Named object pointing entries:
━━━

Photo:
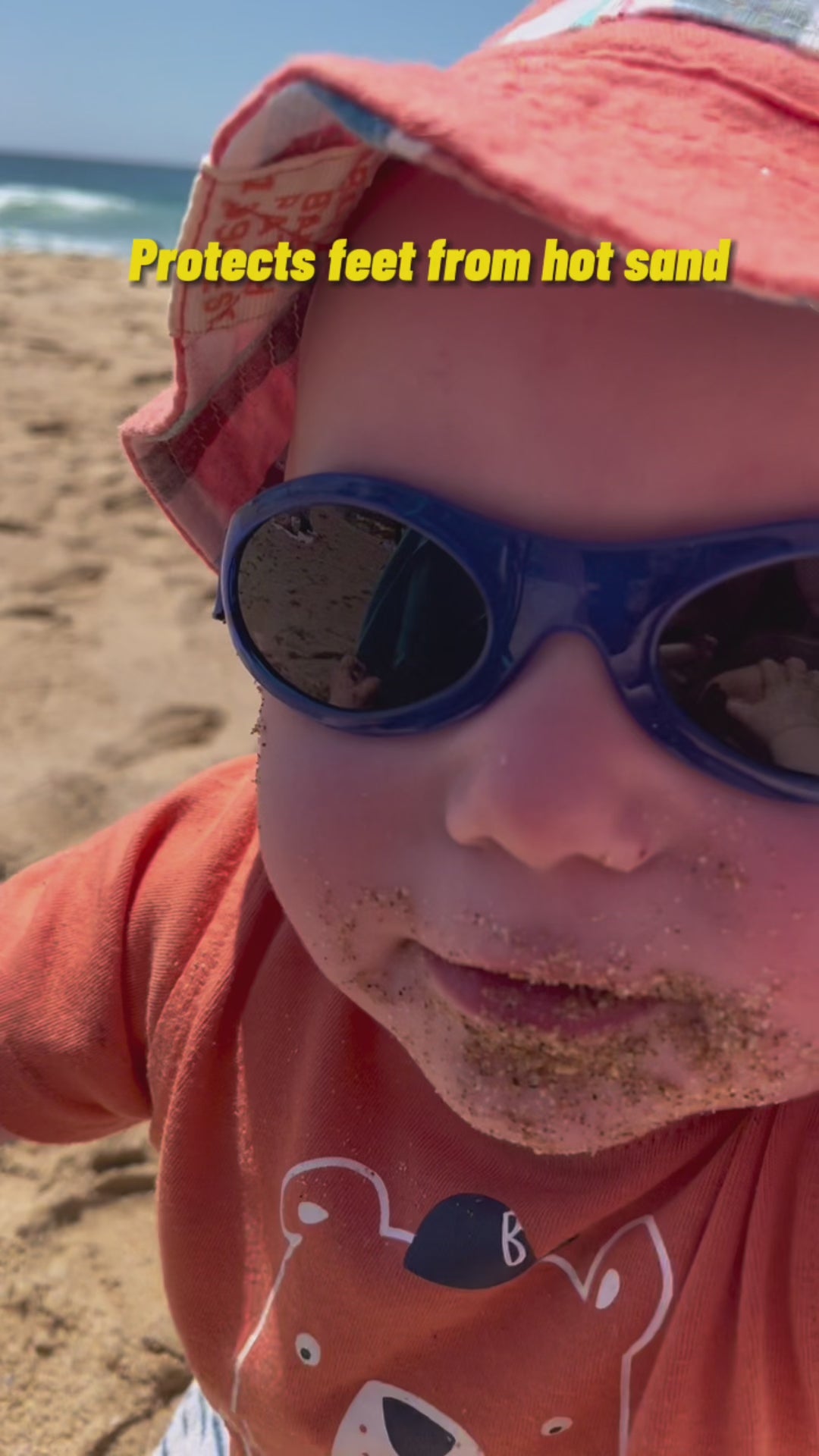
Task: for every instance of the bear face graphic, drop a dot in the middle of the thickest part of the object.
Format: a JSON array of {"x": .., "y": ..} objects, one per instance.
[{"x": 455, "y": 1337}]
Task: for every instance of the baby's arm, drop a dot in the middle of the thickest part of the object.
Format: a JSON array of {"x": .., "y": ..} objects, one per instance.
[
  {"x": 93, "y": 944},
  {"x": 780, "y": 704}
]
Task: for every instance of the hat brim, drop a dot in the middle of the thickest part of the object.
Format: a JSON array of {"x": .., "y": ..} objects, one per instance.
[{"x": 648, "y": 133}]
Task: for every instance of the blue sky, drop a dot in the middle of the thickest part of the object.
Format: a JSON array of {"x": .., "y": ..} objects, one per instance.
[{"x": 152, "y": 80}]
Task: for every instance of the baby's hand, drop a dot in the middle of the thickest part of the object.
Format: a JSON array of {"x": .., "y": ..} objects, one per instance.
[
  {"x": 780, "y": 704},
  {"x": 350, "y": 686}
]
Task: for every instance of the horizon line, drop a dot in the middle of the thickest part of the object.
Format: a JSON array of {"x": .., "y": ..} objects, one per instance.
[{"x": 76, "y": 156}]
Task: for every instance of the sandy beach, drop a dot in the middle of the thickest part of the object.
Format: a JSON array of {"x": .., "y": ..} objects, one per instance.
[{"x": 117, "y": 686}]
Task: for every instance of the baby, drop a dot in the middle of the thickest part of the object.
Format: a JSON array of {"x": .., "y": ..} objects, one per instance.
[{"x": 479, "y": 1030}]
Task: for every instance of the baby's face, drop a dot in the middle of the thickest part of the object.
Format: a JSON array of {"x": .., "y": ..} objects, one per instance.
[{"x": 547, "y": 835}]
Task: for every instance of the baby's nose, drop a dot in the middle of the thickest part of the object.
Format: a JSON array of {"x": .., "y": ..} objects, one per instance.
[{"x": 556, "y": 767}]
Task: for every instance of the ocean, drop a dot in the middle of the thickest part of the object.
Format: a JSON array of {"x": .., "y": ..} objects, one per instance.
[{"x": 72, "y": 206}]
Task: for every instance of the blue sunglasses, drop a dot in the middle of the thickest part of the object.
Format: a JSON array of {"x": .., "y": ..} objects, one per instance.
[{"x": 378, "y": 609}]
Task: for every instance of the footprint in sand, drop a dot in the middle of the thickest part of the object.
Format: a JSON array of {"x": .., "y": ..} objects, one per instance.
[
  {"x": 183, "y": 726},
  {"x": 161, "y": 376},
  {"x": 85, "y": 574},
  {"x": 49, "y": 427}
]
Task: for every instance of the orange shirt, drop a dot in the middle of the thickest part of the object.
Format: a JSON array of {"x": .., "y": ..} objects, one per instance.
[{"x": 353, "y": 1270}]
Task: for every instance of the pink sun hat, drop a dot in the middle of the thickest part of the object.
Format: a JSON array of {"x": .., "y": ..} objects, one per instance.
[{"x": 643, "y": 123}]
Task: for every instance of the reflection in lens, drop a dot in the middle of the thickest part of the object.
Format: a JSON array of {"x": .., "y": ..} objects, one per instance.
[
  {"x": 742, "y": 660},
  {"x": 356, "y": 610}
]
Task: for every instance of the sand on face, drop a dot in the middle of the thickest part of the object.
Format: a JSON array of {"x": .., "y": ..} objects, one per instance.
[{"x": 117, "y": 686}]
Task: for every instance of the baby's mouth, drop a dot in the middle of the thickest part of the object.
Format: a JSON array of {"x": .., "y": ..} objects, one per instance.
[{"x": 572, "y": 1009}]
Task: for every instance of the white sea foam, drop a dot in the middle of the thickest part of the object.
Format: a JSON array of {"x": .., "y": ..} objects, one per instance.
[
  {"x": 50, "y": 204},
  {"x": 24, "y": 240}
]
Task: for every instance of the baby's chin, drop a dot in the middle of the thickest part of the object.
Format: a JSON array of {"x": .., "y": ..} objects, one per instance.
[{"x": 557, "y": 1097}]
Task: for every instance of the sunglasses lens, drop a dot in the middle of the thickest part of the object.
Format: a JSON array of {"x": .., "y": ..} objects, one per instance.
[
  {"x": 356, "y": 610},
  {"x": 742, "y": 660}
]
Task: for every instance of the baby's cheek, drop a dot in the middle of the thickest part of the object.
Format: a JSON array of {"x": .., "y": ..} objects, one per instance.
[
  {"x": 780, "y": 919},
  {"x": 334, "y": 827}
]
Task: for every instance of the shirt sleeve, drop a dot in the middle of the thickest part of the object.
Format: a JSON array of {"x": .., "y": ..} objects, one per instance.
[{"x": 93, "y": 943}]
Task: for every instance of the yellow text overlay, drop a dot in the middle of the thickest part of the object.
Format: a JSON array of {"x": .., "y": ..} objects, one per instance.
[{"x": 441, "y": 264}]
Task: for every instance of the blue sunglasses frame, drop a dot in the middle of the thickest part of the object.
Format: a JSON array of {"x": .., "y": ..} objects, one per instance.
[{"x": 620, "y": 596}]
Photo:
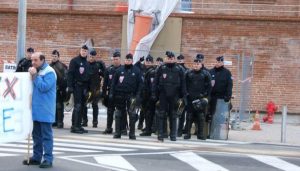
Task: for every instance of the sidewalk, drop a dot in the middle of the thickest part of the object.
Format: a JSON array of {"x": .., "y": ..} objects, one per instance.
[{"x": 270, "y": 133}]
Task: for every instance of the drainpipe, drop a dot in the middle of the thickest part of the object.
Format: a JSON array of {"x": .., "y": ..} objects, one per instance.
[{"x": 70, "y": 4}]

━━━

What the task asks: Reproduce the listing from the line containing "Task: for every instance of the drainpipe, drop" through its final line, swapping "thickest" for "widest" and keeping everything else the same.

Exercise response:
Task: for every instance of the drainpipe, drop a dot in the middle of the widest part of the object.
Format: a JSON array of {"x": .., "y": ..} objects, one per instance.
[{"x": 70, "y": 4}]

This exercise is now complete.